Begin at the line that holds "In this photo, where can the puppy's ear" and retype every line through the end of the material, both included. Leave out the pictures.

___ Data supplied

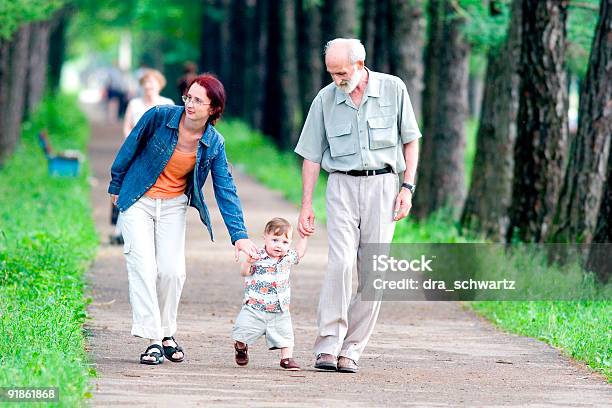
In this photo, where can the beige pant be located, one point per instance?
(359, 211)
(154, 235)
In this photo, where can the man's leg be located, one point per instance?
(343, 232)
(377, 199)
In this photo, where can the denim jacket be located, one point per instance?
(147, 150)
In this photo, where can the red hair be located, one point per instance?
(215, 92)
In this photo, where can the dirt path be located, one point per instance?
(422, 353)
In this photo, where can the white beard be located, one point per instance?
(350, 85)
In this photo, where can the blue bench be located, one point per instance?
(66, 163)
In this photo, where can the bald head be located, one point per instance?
(344, 51)
(344, 60)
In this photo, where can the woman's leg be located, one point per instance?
(170, 255)
(137, 225)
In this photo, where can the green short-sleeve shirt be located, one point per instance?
(343, 137)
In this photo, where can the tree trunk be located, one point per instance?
(443, 176)
(487, 204)
(214, 38)
(475, 94)
(259, 96)
(236, 82)
(368, 26)
(311, 52)
(541, 145)
(597, 122)
(339, 19)
(5, 46)
(429, 99)
(37, 69)
(380, 56)
(57, 47)
(281, 97)
(15, 82)
(586, 173)
(406, 28)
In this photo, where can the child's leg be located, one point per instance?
(286, 352)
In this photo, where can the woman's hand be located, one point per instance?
(247, 247)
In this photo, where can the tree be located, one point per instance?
(441, 176)
(12, 85)
(339, 19)
(281, 104)
(595, 124)
(406, 28)
(541, 145)
(37, 65)
(489, 198)
(260, 63)
(586, 176)
(310, 52)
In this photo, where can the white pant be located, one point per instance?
(154, 235)
(359, 211)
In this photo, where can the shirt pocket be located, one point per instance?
(382, 132)
(340, 141)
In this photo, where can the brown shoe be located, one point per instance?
(289, 364)
(347, 365)
(242, 355)
(326, 362)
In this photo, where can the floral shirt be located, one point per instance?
(267, 288)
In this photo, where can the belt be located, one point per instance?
(358, 173)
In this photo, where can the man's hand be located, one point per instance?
(306, 222)
(403, 203)
(247, 247)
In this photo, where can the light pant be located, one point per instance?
(359, 211)
(154, 235)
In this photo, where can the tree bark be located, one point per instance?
(590, 151)
(542, 139)
(443, 176)
(368, 26)
(260, 63)
(406, 28)
(339, 19)
(311, 52)
(37, 67)
(15, 82)
(281, 96)
(429, 100)
(487, 204)
(380, 55)
(214, 40)
(57, 47)
(237, 81)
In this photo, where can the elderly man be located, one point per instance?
(361, 129)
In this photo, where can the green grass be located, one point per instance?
(582, 329)
(47, 242)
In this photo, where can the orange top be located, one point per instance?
(173, 180)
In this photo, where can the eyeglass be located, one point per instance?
(196, 101)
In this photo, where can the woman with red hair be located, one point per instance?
(159, 171)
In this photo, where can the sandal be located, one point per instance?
(242, 355)
(170, 350)
(159, 355)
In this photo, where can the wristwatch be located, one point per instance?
(410, 187)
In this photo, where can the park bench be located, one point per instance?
(64, 163)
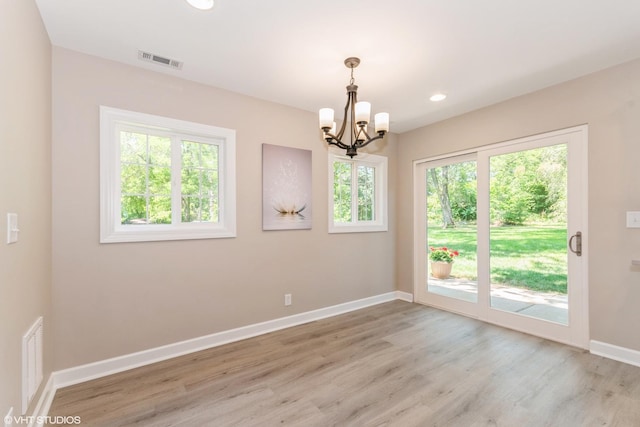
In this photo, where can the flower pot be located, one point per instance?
(441, 270)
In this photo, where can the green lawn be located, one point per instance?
(532, 257)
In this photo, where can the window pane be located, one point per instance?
(145, 178)
(209, 155)
(160, 181)
(133, 209)
(366, 193)
(342, 192)
(159, 210)
(200, 184)
(159, 151)
(134, 179)
(133, 148)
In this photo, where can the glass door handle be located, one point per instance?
(578, 239)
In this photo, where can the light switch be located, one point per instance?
(633, 219)
(12, 228)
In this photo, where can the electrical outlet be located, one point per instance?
(8, 419)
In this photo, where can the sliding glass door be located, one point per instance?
(493, 230)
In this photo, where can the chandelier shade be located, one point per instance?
(356, 118)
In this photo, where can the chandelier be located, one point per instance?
(358, 115)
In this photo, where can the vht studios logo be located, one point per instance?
(40, 420)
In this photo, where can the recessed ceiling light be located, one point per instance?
(438, 97)
(201, 4)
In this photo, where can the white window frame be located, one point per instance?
(111, 229)
(380, 222)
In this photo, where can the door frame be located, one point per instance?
(577, 333)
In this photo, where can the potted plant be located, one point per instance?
(441, 261)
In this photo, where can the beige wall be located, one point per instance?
(609, 102)
(114, 299)
(25, 169)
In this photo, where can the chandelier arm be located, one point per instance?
(335, 141)
(367, 142)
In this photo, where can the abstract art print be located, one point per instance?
(286, 188)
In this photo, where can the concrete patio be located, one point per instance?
(542, 305)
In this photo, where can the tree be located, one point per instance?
(440, 182)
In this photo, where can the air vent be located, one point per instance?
(157, 59)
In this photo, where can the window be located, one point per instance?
(164, 179)
(357, 193)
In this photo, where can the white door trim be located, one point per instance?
(578, 333)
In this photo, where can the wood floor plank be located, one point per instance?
(395, 364)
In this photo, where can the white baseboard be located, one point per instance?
(114, 365)
(404, 296)
(610, 351)
(44, 403)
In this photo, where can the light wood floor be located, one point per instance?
(395, 364)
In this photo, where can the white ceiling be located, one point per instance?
(291, 52)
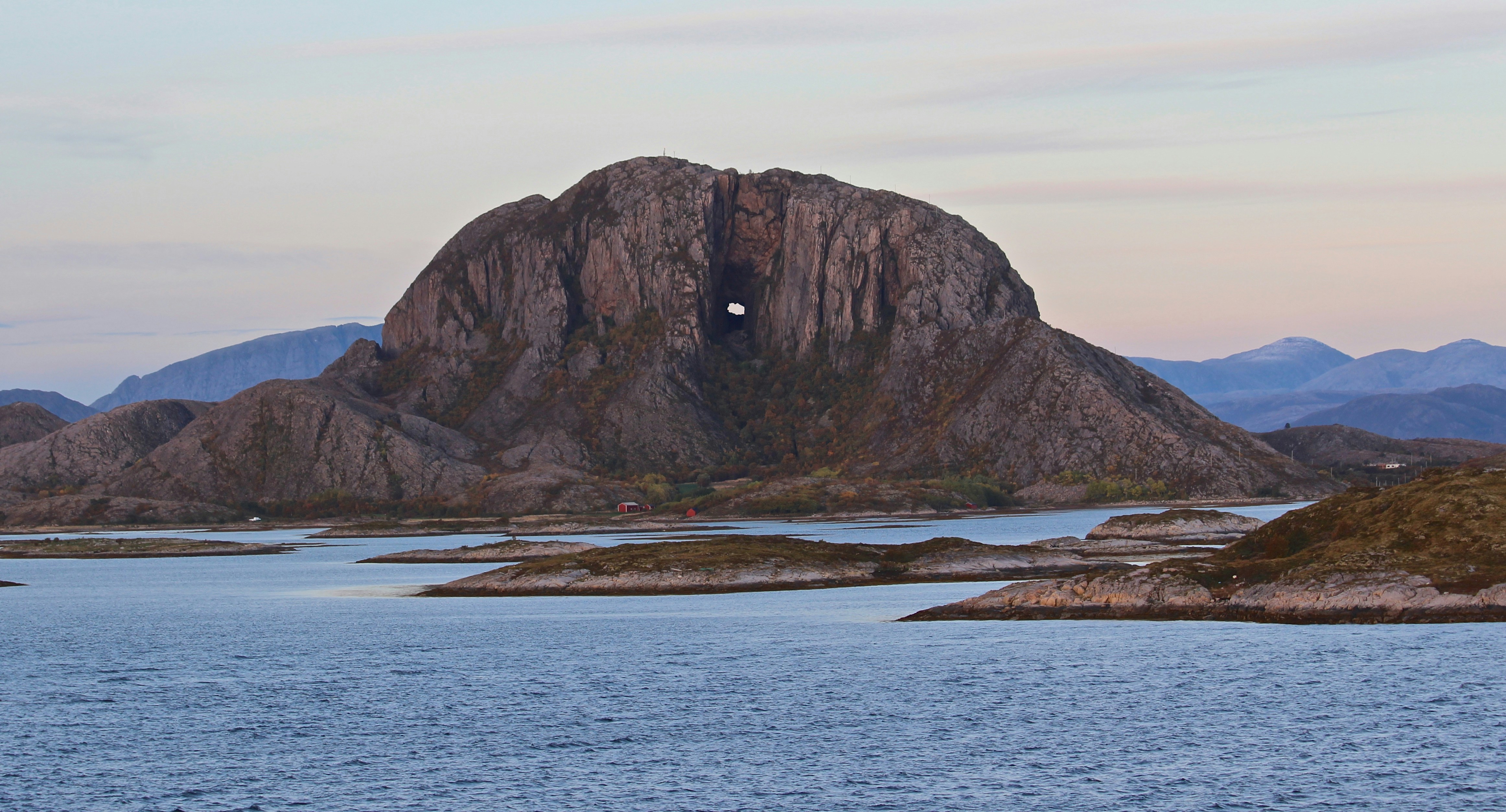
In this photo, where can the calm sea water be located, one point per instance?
(290, 683)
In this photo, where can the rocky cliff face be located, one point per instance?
(96, 450)
(592, 330)
(23, 422)
(556, 344)
(294, 439)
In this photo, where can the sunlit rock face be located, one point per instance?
(580, 330)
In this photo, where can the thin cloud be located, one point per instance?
(1196, 189)
(767, 28)
(1210, 63)
(1046, 141)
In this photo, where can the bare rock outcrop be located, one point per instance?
(1180, 526)
(293, 439)
(553, 343)
(82, 511)
(745, 564)
(96, 450)
(592, 330)
(1121, 549)
(23, 422)
(485, 554)
(1433, 551)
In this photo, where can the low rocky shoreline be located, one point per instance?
(1433, 551)
(501, 552)
(136, 549)
(746, 564)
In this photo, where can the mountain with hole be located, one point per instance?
(668, 322)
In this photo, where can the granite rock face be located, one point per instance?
(98, 448)
(293, 439)
(592, 334)
(23, 422)
(73, 511)
(1177, 526)
(502, 337)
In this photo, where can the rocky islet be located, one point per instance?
(1433, 551)
(747, 564)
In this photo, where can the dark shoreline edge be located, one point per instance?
(1216, 614)
(439, 591)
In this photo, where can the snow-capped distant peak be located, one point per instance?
(1288, 349)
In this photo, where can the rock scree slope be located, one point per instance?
(96, 450)
(22, 422)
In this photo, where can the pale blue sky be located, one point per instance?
(1175, 180)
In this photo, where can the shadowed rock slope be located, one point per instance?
(1335, 447)
(556, 346)
(1433, 551)
(882, 337)
(96, 450)
(23, 422)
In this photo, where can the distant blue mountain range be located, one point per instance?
(1305, 382)
(1278, 367)
(222, 373)
(1475, 412)
(58, 404)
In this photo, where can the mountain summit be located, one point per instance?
(553, 349)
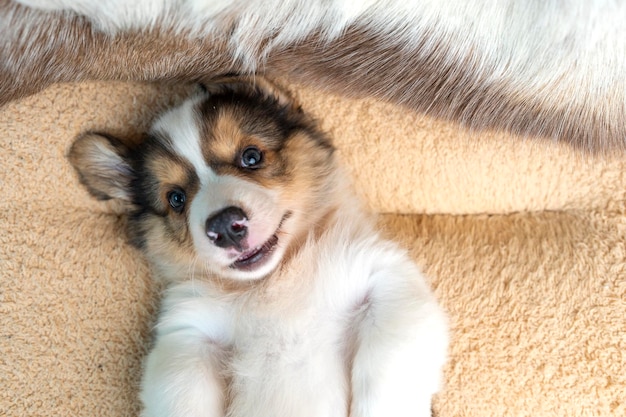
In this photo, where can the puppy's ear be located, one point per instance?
(102, 163)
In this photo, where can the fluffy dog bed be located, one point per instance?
(523, 241)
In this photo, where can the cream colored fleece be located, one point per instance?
(524, 243)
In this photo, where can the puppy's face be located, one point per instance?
(223, 185)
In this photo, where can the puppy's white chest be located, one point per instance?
(293, 361)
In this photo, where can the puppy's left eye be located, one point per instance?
(251, 157)
(177, 199)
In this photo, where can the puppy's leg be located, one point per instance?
(182, 377)
(401, 346)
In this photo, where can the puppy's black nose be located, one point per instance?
(228, 227)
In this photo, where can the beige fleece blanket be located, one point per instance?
(523, 242)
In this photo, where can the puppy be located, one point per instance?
(548, 68)
(281, 299)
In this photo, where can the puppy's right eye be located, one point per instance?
(251, 157)
(177, 199)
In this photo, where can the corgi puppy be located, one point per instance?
(281, 299)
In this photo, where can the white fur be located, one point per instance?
(550, 48)
(346, 327)
(286, 348)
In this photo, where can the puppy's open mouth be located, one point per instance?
(256, 257)
(249, 260)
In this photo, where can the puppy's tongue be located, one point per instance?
(255, 255)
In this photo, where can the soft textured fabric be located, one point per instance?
(522, 240)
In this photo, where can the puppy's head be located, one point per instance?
(223, 185)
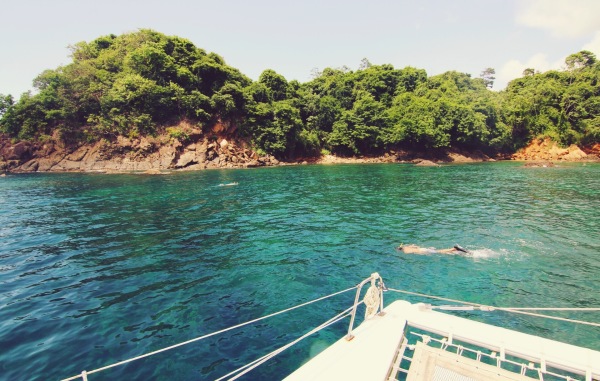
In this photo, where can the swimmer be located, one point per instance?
(414, 249)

______

• _Response_
In this photo, where can the puppy's ear be located, one point per instance?
(102, 163)
In this photo, where can the fluffy dog bed be located, one point per instance?
(523, 241)
In this photo, where can the cream colored fleece be located, one point per instance?
(524, 243)
In this photo, where can the puppy's face be located, one point per instance?
(223, 185)
In this photo, where can the puppy's white chest be located, one point per instance?
(293, 361)
In this photo, where can the puppy's left eye be located, one point per instance?
(251, 157)
(177, 199)
In this photo, where can the puppy's leg be located, one point per instance?
(182, 377)
(401, 346)
In this photo, where can the puppy's black nose be located, one point per instance?
(228, 227)
In this photo, where can the beige fleece blanket be located, one point per instance?
(523, 242)
In this photo, where can the puppy be located, one point per instance?
(548, 68)
(281, 299)
In this photo, where can the puppy's right eye be located, one point per instance?
(251, 157)
(177, 199)
In this photo, where can the corgi puppy be located, one point per instance?
(281, 299)
In this photo, where can the white fur be located, one point per instance?
(550, 48)
(346, 327)
(286, 348)
In this photo, where can the puppy's open mouth be located, one point per instance?
(256, 257)
(249, 260)
In this photo, where can the puppy's tongue be located, one point per instance?
(255, 255)
In this photo, where can the soft textured fabric be located, one point per instance?
(522, 240)
In this photo, where can the puppy's head be located, one point per instance?
(223, 185)
In this photo, where can the swimmer be located, one point per instance?
(414, 249)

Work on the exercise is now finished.